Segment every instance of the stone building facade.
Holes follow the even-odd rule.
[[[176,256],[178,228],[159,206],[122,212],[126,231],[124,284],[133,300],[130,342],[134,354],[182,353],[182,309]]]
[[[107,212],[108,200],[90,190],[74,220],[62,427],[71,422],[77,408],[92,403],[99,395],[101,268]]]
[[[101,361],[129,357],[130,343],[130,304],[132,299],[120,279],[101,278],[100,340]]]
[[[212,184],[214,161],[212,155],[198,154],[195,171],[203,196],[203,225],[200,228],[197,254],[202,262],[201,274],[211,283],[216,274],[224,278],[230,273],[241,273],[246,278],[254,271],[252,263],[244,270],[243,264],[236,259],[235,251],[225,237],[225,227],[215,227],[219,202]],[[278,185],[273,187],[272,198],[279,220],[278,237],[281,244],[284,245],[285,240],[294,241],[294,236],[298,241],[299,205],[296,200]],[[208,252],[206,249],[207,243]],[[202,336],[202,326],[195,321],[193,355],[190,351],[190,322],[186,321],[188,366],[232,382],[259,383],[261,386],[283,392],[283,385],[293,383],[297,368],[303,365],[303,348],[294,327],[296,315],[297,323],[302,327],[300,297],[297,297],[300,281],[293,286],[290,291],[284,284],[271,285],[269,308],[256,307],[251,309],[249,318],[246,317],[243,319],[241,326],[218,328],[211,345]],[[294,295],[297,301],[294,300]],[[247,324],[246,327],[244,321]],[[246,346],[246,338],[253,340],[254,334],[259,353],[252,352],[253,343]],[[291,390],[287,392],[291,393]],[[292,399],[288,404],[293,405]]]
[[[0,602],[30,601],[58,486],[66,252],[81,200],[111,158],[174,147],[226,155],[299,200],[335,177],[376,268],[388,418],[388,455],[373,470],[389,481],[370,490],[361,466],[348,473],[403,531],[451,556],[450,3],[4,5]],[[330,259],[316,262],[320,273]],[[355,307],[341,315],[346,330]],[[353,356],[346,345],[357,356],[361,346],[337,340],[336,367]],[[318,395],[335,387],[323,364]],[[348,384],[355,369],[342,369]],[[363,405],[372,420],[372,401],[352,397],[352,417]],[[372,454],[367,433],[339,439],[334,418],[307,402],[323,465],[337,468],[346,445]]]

______________________________

_What the exercise asks_. Count the lines in the entries above that contain the string "building", matching case exactly, and reply with the number alone.

_Task result_. 1